> **課題 1**
水溶液ガラスに関する文章のうち、「蒸着水溶液ガラスの構造とダイナミクス」で始まり「生じることが明らかになった。」で終わる部分を、「低温蒸着法」を「真空蒸着法」に差し替えて書き直してください。

> **読解文**

蒸着水溶液ガラスの構造とダイナミクス
【研究分野】物性一般(含基礎論)
【研究キーワード】
ガラス / 水溶液 / 低エネルギー励起 / 中性子散乱 / 水素結合 / 疎水性水和 / 水 / 中距離密度揺らぎ / アニール効果
【研究成果の概要】
不規則系物理の未解明問題の一つであるガラスの低エネルギー励起の起源を明らかにするため,水および水溶液ガラスの中性子散乱と低温熱容量を測定した。溶質には水に良く溶けるCD_3OHとほとんど溶けない非極性気体のXeおよびSF_6をとりあげた。CD_3OHは水素が1個足りないのでネットワークを壊す働きを,XeおよびSF_6は疎水性水和効果により水が籠状の水素結合ネットワークを形成するのを促進することが期待される。CD_3OH水溶液を普通に冷却したのでは結晶化してしまうし,非極性気体は元々水にほとんど溶解しないので,水溶液ガラス作成には我々がこれまでに開発してきた低温蒸着法を用いた。
まず,本研究の溶媒にあたる水のガラス(蒸着アモルファス氷)とSF_6水溶液ガラスの中性子回折実験および中性子小角散乱実験を行った。蒸着直後の試料をガラス転移より少し低い温度である120K付近でアニールすることにより,平均密度が減少するとともに,0.1Å^<-1>程度の中距離密度揺らぎが減少することが分かった。次に,3つの溶質の蒸着水溶液ガラス(数種の濃度について)の中性子非弾性散乱を測定した。CD_3OHの添加は低エネルギー励起強度を増大させること,XeとSF_6の添加は低エネルギー励起強度を減少させることが分かった(この傾向は溶質濃度が高いほど顕著になる)。また,アニールにより全ての試料で低エネルギー励起強度が減少することが明らかになった。以上の全ての結果を総合することにより,水素結合系ネットワークガラスの低エネルギー励起が水素結合の部分的切断から生じるナノスケールの構造の乱れ,歪みによって生じることが明らかになった。

データ項目:
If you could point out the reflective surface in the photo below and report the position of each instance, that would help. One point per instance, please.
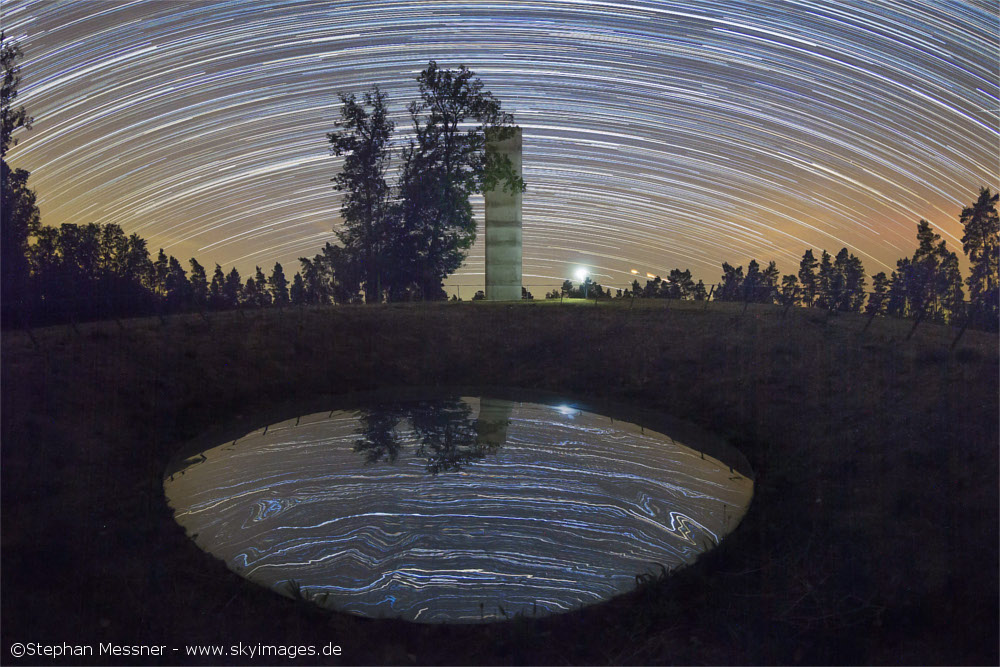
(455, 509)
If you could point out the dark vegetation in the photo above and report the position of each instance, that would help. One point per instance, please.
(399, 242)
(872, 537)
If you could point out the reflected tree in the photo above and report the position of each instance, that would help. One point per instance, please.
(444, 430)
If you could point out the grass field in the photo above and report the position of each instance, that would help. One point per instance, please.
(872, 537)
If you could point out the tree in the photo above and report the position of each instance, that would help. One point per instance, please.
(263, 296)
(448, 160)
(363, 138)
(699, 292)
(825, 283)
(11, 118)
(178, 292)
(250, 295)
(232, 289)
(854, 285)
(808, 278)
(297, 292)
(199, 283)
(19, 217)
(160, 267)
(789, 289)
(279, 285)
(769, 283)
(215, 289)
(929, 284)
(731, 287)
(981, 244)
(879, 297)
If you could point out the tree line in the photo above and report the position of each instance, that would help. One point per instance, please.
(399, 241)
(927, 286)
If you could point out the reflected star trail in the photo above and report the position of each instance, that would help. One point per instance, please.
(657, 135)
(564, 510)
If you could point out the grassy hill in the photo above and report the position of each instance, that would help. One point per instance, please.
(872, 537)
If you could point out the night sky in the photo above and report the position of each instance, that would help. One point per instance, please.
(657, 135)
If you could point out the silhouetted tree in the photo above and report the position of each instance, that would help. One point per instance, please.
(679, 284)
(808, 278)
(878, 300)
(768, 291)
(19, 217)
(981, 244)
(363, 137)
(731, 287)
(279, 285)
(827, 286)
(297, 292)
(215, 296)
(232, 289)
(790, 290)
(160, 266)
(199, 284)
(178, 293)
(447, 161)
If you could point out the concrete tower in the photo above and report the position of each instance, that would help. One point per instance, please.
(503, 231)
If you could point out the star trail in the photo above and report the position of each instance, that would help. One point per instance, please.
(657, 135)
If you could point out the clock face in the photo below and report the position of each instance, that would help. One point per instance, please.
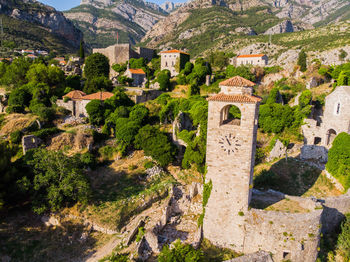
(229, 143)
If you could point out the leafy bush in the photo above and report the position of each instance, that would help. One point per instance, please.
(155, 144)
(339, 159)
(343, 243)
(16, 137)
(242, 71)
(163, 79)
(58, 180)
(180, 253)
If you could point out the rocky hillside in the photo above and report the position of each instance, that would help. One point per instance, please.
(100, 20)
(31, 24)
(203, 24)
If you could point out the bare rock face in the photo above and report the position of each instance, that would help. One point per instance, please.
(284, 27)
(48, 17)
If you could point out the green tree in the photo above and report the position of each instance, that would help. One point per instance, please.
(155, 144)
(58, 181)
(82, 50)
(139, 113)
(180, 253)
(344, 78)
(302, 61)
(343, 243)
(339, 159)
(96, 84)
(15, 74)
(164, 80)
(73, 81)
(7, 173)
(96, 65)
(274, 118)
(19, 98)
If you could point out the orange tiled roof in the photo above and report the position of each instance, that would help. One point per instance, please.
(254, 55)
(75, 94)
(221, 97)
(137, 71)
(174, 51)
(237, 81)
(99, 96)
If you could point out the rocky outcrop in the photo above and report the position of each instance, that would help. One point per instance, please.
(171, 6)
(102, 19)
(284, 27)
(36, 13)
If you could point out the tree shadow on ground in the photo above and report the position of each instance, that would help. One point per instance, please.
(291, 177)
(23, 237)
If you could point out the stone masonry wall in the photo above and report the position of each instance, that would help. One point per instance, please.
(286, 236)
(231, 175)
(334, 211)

> **課題 2**
記録の中で「trail」という文字列を含む行をすべて示してください。大文字と小文字は区別します。

> **完全な解答 1**
蒸着水溶液ガラスの構造とダイナミクス
【研究分野】物性一般(含基礎論)
【研究キーワード】
ガラス / 水溶液 / 低エネルギー励起 / 中性子散乱 / 水素結合 / 疎水性水和 / 水 / 中距離密度揺らぎ / アニール効果
【研究成果の概要】
不規則系物理の未解明問題の一つであるガラスの低エネルギー励起の起源を明らかにするため,水および水溶液ガラスの中性子散乱と低温熱容量を測定した。溶質には水に良く溶けるCD_3OHとほとんど溶けない非極性気体のXeおよびSF_6をとりあげた。CD_3OHは水素が1個足りないのでネットワークを壊す働きを,XeおよびSF_6は疎水性水和効果により水が籠状の水素結合ネットワークを形成するのを促進することが期待される。CD_3OH水溶液を普通に冷却したのでは結晶化してしまうし,非極性気体は元々水にほとんど溶解しないので,水溶液ガラス作成には我々がこれまでに開発してきた真空蒸着法を用いた。
まず,本研究の溶媒にあたる水のガラス(蒸着アモルファス氷)とSF_6水溶液ガラスの中性子回折実験および中性子小角散乱実験を行った。蒸着直後の試料をガラス転移より少し低い温度である120K付近でアニールすることにより,平均密度が減少するとともに,0.1Å^<-1>程度の中距離密度揺らぎが減少することが分かった。次に,3つの溶質の蒸着水溶液ガラス(数種の濃度について)の中性子非弾性散乱を測定した。CD_3OHの添加は低エネルギー励起強度を増大させること,XeとSF_6の添加は低エネルギー励起強度を減少させることが分かった(この傾向は溶質濃度が高いほど顕著になる)。また,アニールにより全ての試料で低エネルギー励起強度が減少することが明らかになった。以上の全ての結果を総合することにより,水素結合系ネットワークガラスの低エネルギー励起が水素結合の部分的切断から生じるナノスケールの構造の乱れ,歪みによって生じることが明らかになった。

> **完全な解答 2**
If you could point out the reflected star trail in the photo above and report the position of each instance, that would help. One point per instance, please.
If you could point out the star trail in the photo above and report the position of each instance, that would help. One point per instance, please.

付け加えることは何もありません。